The COSMOS platform ( is now in its pilot phase, hosting five prototypes of games that currently undergo refinement and calibration as psychometric testing instruments, which are described in more detail below. Table 1 gives an overview of all developed instruments together with the phenotypic constructs they have been designed to measure.

Table 1 Overview of all games that have been developed for the COSMOS platform to date. The column “Features” shortly describes game setup and content. Also listed are approximate durations to complete one testing unit (depending on the game type, the test unit refers to a single level or to a complete game). “Technological specifications” lists the IT technologies/programming languages that were used to create the game and its backend


The HoNk-Back task is a gamified redesign of one of the most widely used working memory tasks in neuroscience, the N-Back paradigm (Owen et al. 2005). This gamification of the task goes beyond simply adding game-like reinforcement mechanics such as a score or a progress bar. We put special attention on developing a setting that lets the actual task of monitoring a sequence of stimuli appear as natural and plausible as possible, aiming at increasing ecological validity. The task setting makes the test subject to assume the role of a truck driver who gets overtaken by a constant stream of cars. Cars appearing in the review mirror trigger the required response signal by the truck driver which consists of either flashing the headlights at cars that also gave a light signal or waving at the cars that overtook the truck without emitting a headlight signal. Tilting of the rearview mirror controls the N condition as this allows regulating the number of cars disappearing into the blind spot.

Drag Race

This test in form of a drag race game is designed to measure reaction times to unpredictable and predictable cues and variation in response time accuracy. A light signal sequence of two yellow lights indicates that the driver has to get ready. The green light that indicates the take-off signal then is given after a variable random time interval allowing the measurement of spontaneous reaction time (SRT). The process of shifting gears requires a defined motor response pattern: releasing the accelerator button (spacebar), hitting the gear-shifting button (return) and releasing it again, and pushing the accelerator button again. The gear-shifting procedure is used to record the response times to predictable signals: the revmeter continuously moves towards the optimal switching moment, when the response pattern has to be executed. This allows measuring several reaction times of simple motor responses in the form of foreseeable reaction times (FRT). Evaluating repeated runs allows assessing variation in response time accuracy. We are aware of software and/or hardware-related issues concerning reaction time measurements such as monitor response time, operating system design, and input device-related delay such as key debouncing time (Garaizar et al. 2014; Salmon et al. 2017) that impact the accuracy of the response time measurements. Nevertheless, the provided test should yield rough estimates of individual response times and allow group comparisons under the assumption of equally distributed noise. Also the argument has been brought forward that the error introduced by response devices is bound to be small relative to human variability and will only exert potential effects in experiments that lack statistical power in the first place (Damian 2010). Given that the game will be made freely available as a standalone application, it can serve as test instrument in a controlled lab-based environment with identical hard- and software setups allowing unbiased inter-individual comparisons.

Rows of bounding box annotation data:
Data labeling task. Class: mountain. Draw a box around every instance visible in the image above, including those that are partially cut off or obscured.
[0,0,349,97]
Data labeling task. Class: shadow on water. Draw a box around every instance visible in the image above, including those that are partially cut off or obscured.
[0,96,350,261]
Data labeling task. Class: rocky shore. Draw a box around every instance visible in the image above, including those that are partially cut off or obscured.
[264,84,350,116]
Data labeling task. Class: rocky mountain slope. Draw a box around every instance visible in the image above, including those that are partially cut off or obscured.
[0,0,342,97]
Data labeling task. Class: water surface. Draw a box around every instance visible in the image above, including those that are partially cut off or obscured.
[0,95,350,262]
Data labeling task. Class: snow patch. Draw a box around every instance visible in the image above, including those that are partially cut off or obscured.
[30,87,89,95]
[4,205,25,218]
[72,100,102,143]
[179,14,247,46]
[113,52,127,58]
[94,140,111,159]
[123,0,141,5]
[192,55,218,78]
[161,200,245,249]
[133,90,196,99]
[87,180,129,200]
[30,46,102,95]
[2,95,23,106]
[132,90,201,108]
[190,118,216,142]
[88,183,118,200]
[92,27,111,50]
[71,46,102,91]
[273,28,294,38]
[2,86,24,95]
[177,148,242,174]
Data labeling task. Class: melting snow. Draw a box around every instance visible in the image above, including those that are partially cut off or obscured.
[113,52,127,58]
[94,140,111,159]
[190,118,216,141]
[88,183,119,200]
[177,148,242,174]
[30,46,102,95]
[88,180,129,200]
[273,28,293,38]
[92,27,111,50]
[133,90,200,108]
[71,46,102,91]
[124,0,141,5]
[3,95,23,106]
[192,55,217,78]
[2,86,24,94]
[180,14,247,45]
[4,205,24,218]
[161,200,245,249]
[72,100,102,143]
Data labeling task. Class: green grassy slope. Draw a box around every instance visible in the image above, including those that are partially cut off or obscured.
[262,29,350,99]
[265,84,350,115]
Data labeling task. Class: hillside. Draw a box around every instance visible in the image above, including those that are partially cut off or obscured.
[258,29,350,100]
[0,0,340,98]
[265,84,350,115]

*INSTRUCTIONS FOR THE TASK*
Carry on the text about the COSMOS testing games, starting right after its last sentence.

*RESPONSE TO THE EXERCISE*
Frog Life

Frog Life is a combinatorial task with increasing difficulty levels consisting of a go/no-go paradigm to measure sustained attention and additionally assesses visual vigilance. The task setting lets participants control a virtual frog in a pond that feeds on dragonflies (go-condition) while avoiding devouring hornets (no-go condition). Simultaneously, the testee needs to escape predators, which are announced through changes in coloring of three different display details, namely the color of the water in the pond, the clouds, or a depicted bush (Fig. 1). Insects only become catchable after they entered the proximity range outlined by a spherical contour around the frog. Snatching of the insects is achieved by pressing the corresponding left or right cursor buttons of the keyboard depending on which side of the screen the insects emerged from. Correct responses of the go-task (eating dragonflies) are rewarded with increasing of the score, while incorrect responses to the no-go condition (eating hornets) decreases the score. Color changes of one of the three display details announce an upcoming predator and require the player to trigger an escape jump by pressing the spacebar. Faster reaction times to the color changes are rewarded with more points Yet, pressing the spacebar while no actual color change is taking place causes the player to lose one of three health points indicated by hearts. If all health points are lost, the player character is granted “game-over.” After every successful escape, the game mechanics difficulty level is increased. In case the player fails to detect a color change of the display details, appearance of a predator terminates the game. The color change thus constitutes an additional go/no-go task based on signal detection.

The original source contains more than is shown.